Extract provided:
_ _ _ _ _ _ _

The following is a guest post from Scott Gehlbach, a political scientist at the University of Wisconsin-Madison:

In a recent post on the Monkey Cage, Andrew Gelman writes that he was “not convinced” by a recent attempt to debunk evidence of fraud in Russia’s recent parliamentary elections, though he asserts that he knows “nothing about Russian elections” and suggests that “others can feel free to clarify.” There is, in fact, quite a bit of information floating around the blogosphere on December’s Duma elections, though most of it is in Russian and not accessible to the typical reader of the Monkey Cage. Here is my attempt at translation.

Some necessary context: The statistical analysis of electoral fraud in Russian elections dates to the pioneering work of Alexander Sobyanin, a Russian physicist who examined voting and turnout in the 1993 constitutional referendum. There is superb academic work on the topic by Mikhail Myagkov, Peter Ordeshook, and Dimitri Shakin, who built on and extended Sobyanin’s insights in a number of important publications, culminating in The Forensics of Electoral Fraud (Cambridge University Press, 2009). Finally, the bloggers Alexander Kireev and Sergei Shpilkin have provided some of the best real-time analysis of the recent elections.

The basic idea in all of this work is that electoral fraud should be evident in election data sufficiently disaggregated. In fact, certain anomalies are visible in the Russian elections using region-level data alone. Exhibit A is Chechnya, where both turnout and vote for United Russia were in excess of 99%. But we can do better, thanks to the generosity – or foolishness – of the Russian Electoral Commission, which makes precinct-level data freely available for download.

In practice, most analysis has focused on three indicators: the distribution of vote shares across precincts, the distribution of turnout across precincts, and the relationship between vote shares and turnout. Starting from the top, here is the distribution of precinct-level vote shares for United Russia:

As noted by various commentators, the distribution is not normal, though we would not necessarily expect it to be. The distribution of vote shares in Ukraine, for example, is typically bimodal, the consequence of a sharply divided political geography in which it is easier to get 10% or 90% of the vote than something in the middle. But the thickening right tail is suspicious, and the large number of precincts reporting that nearly everybody voted for United Russia is very suspicious. If you look closely, you also see spikes at familiar simple fractions: 3/4, 4/5, etc. Also informative is the dip in the distribution at 49%, reminiscent of the Soviet-era practice of just meeting the plan.

_ _ _ _ _ _ _

Information shown:
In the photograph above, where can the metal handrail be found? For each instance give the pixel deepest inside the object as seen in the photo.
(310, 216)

_ _ _ _ _ _ _

Request: Reproduce verbatim the passage of the guest post on Russia's Duma elections that begins at "The following is" and runs up to and including "attempt at translation.".

Task response:
The following is a guest post from Scott Gehlbach, a political scientist at the University of Wisconsin-Madison:

In a recent post on the Monkey Cage, Andrew Gelman writes that he was “not convinced” by a recent attempt to debunk evidence of fraud in Russia’s recent parliamentary elections, though he asserts that he knows “nothing about Russian elections” and suggests that “others can feel free to clarify.” There is, in fact, quite a bit of information floating around the blogosphere on December’s Duma elections, though most of it is in Russian and not accessible to the typical reader of the Monkey Cage. Here is my attempt at translation.